▸ Assigned task A: From the RT-PCR passage below, list every surrogate feature of the primary tumor that it names as a source of current prognostic factors.
▸ Assigned task B: Please summarize the RT-PCR passage below in two sentences.
▸ Assigned task C: Pick up the RT-PCR passage below where it stops and carry it forward.

-- Reading passage follows --

Technical and Biological Issues Related to RT-PCR
The enormous technical challenges raised by this line of investigation should not be underestimated. These factors are highlighted by de la Tallie and associates in Table 4 of their article and have also been summarized elsewhere.[2,8] These include such diverse considerations as patient populations, statistical considerations of sample size, specimen handling (eg, timing of phlebotomy, containers used, shipping time and temperature), cell separation, cell lysis, RT-PCR and PCR assay conditions, and primer set, to name just a few.
Looming in the background are the uncertain implications of the biology of the cells detected by this technology. Tumor shedding after biopsy of the prostate has been detected by RT-PCR, suggesting that the timing of phlebotomy may be critical. However, if and when these cells clear from the circulation is uncertain. These technical and biological issues must and will continue to be addressed as we learn more about how to optimize the RT-PCR assay as a clinical tool.
There is widespread interest in the detection of micrometastasis using RT-PCR technologies. These assays are being used in the study of dozens of solid tumors, including breast cancer, colon cancer, and melanoma, and have proven clinical utility in determining recurrence risk in bone marrow studies of hematologic tumors.
We firmly believe that RT-PCR and related assays that detect the presence of cancer cells outside the target organ have the potential to be the optimal prognostic tool in the management of solid tumors. Current prognostic factors for tumor recurrence are derived from surrogate features of the primary tumor, such as grade, stage, oncogene expression, and microvessel density. Therefore, the presence or absence of micrometastatic cells should equate to the optimal prognostic tool to determine the risk of tumor progression or recurrence. Reverse transcriptasepolymerase chain reaction has and will continue to make a contribution to our understanding of the biology of prostate cancer and other solid tumors.

-- Reading passage concluded --
-- Stored data follows --

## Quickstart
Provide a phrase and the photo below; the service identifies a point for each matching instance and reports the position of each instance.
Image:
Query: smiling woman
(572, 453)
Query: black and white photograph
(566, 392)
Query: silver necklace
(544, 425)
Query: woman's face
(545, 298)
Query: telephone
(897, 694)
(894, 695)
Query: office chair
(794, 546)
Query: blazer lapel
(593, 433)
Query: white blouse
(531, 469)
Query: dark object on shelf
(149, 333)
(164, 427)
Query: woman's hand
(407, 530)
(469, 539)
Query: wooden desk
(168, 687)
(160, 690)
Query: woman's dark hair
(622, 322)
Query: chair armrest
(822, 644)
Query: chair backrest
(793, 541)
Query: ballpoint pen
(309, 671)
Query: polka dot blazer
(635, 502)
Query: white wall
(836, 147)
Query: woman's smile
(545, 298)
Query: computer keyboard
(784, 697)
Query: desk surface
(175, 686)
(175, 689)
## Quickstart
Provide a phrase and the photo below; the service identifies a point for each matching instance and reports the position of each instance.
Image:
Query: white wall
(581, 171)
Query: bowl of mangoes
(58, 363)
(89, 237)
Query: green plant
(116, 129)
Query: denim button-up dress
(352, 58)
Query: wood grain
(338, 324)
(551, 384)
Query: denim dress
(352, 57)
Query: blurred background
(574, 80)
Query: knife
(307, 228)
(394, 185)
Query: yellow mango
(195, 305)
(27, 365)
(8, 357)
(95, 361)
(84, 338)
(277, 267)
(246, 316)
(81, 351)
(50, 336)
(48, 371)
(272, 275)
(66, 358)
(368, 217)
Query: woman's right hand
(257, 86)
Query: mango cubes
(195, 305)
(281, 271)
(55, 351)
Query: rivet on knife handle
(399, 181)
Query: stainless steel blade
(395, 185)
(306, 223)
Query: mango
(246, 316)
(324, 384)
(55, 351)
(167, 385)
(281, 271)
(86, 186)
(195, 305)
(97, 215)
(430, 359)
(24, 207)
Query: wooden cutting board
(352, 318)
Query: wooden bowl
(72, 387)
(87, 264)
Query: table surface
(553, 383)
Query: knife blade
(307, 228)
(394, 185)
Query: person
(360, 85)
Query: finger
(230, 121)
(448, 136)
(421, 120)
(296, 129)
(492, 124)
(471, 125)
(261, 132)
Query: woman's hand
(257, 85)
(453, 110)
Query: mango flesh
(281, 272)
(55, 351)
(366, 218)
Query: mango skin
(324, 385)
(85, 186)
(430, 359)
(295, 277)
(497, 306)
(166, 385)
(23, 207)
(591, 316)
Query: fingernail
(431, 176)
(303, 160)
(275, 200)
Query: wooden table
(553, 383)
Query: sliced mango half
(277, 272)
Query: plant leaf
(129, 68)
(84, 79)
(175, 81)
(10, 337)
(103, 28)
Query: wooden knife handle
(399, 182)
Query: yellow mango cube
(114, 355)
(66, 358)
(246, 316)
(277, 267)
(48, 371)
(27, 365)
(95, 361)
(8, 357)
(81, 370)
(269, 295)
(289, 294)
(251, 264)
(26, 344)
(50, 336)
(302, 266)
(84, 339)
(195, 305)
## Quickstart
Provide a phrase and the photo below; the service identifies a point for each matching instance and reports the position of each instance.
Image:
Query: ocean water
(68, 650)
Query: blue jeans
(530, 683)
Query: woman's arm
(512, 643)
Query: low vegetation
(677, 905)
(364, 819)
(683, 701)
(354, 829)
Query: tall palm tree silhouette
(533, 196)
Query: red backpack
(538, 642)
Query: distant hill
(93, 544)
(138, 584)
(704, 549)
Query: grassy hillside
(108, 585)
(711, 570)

-- Stored data concluded --
-- Stored data follows --

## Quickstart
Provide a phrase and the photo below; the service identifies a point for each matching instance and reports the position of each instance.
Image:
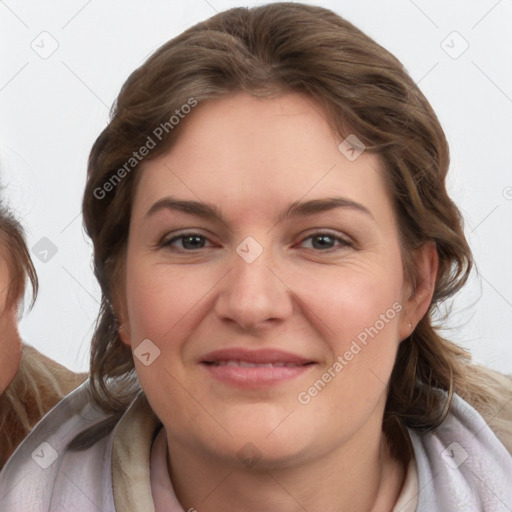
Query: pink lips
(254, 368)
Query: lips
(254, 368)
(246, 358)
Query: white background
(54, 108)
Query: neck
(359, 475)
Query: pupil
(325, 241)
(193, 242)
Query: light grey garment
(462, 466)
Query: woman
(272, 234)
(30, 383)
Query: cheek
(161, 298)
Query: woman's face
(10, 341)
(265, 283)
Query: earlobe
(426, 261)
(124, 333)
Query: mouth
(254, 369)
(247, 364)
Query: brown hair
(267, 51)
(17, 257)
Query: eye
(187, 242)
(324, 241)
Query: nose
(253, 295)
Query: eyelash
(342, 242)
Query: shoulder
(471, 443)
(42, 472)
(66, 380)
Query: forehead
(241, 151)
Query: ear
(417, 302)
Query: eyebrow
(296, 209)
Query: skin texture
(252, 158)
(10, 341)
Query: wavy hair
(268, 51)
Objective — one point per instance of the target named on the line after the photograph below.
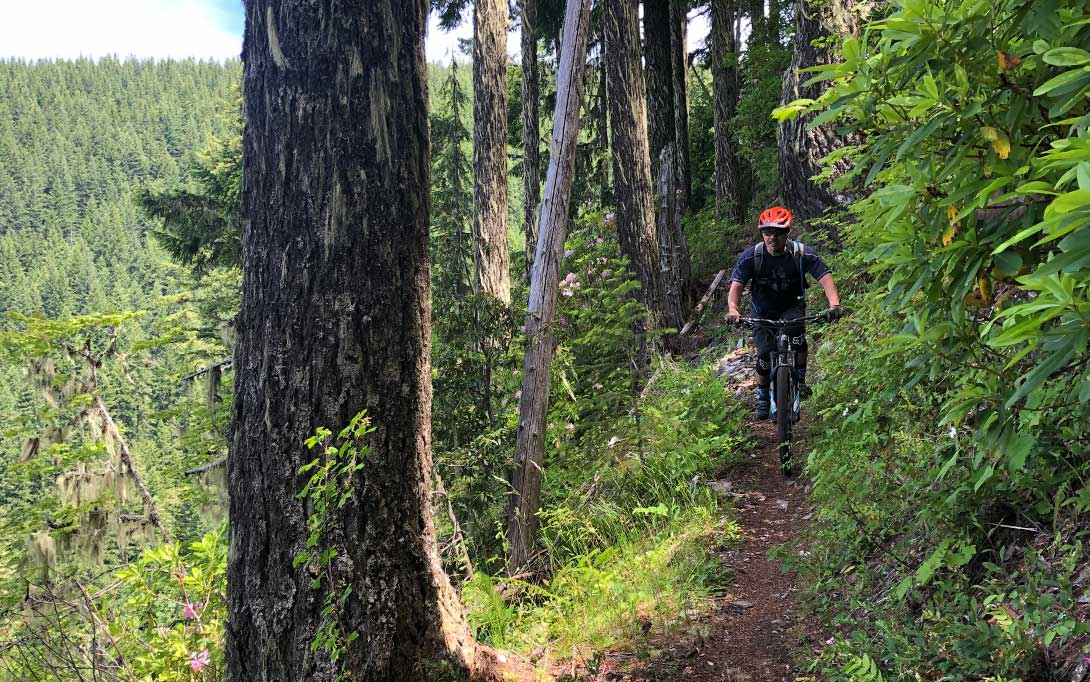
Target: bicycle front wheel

-- Stored data concluded --

▸ Expected answer A: grade, stage, oncogene expression, microvessel density

▸ Expected answer B: Using RT-PCR to detect cancer cells faces major technical challenges, such as specimen handling and assay conditions, along with uncertainty about the biology of the cells it detects. The authors believe that RT-PCR and related assays that find cancer cells outside the target organ could become the optimal prognostic tool in managing solid tumors.

▸ Expected answer C:
Reverse transcriptasepolymerase chain reaction can detect PSA-expressing cells that are undetectable by other means in patients with localized and metastatic cancers. This assay is highly specific, as PSA-expressing cells are undetectable in the peripheral circulation of patients without prostate cancer in almost all studies.
Our colleagues from Columbia University have had the best results with their modifications of our originally reported RT-PCR assay. With their group continuing to report successful molecular staging, the subtleties of their assay should be studied closely by all those who wish to follow this line of research. It should be stressed, however, that while molecular staging may not prove to be the best use of the assay, RT-PCR may improve the detection of prostate cancer lymph node metastasis over immunohistochemistry and may have prognostic utility when the bone marrow is involved. As de la Taille and colleagues note, several prognostic studies have been able to associate a positive RT-PCR assay with PSA recurrence.
This test has been and remains a powerful research tool in the study of the biology and behavior of prostate cancer. The clinical utility of RT-PCR as a diagnostic and prognostic tool in prostate cancer is just beginning to be determined. Reverse transcriptasepolymerase chain reaction detection of these cells has refocused prostate cancer research on the identification of micrometastatic disease.
Drs. de la Taille title their article, Staging for Prostate Cancer: Dream or Reality? In our view, the reality of RT-PCR as a useful clinical tool in prostate cancer remains a dream well worth pursuing.